*Written task*:
Render the items below as a Markdown table with the columns Row and Line, giving each nonblank line its own numbered row. Omit the pictures from the table.

*Recorded information*:
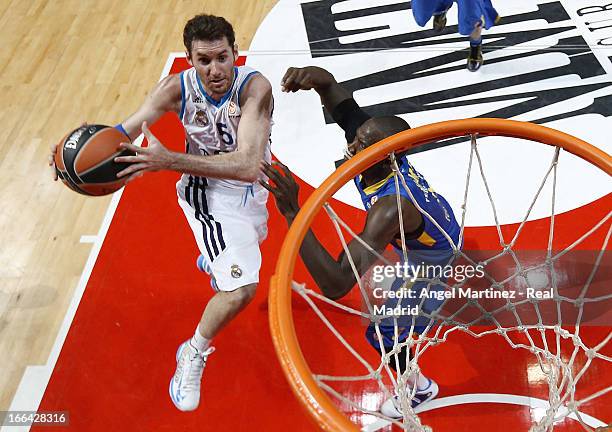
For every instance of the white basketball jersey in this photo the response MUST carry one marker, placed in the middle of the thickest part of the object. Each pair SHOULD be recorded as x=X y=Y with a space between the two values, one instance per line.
x=211 y=127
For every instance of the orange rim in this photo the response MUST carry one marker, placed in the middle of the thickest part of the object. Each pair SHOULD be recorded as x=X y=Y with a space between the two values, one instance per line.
x=324 y=412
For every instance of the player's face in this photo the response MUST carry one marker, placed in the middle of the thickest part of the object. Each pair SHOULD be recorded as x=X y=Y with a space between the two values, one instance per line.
x=214 y=62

*Reply to the task*:
| Row | Line |
|---|---|
| 1 | For every instance of the white basketball jersey in this photo the response MUST carry one marker, placed in the middle of the thickest part of the object. Each pair SHOULD be recorded as x=X y=Y with a space between the two values, one instance per line. |
| 2 | x=211 y=127 |
| 3 | For every instance of the orange rim in this photo the response MUST carry one marker, placed in the middle of the thickest part of the object. Each pair SHOULD be recorded as x=X y=Y with a space between the two values, one instance per line. |
| 4 | x=324 y=412 |
| 5 | For every instance of the player's face in this photo the response MUST carry one marker, placed in the middle of the thickest part of the object. Each pair SHOULD be recorded as x=X y=Y with a space between the two values, one instance per line. |
| 6 | x=214 y=62 |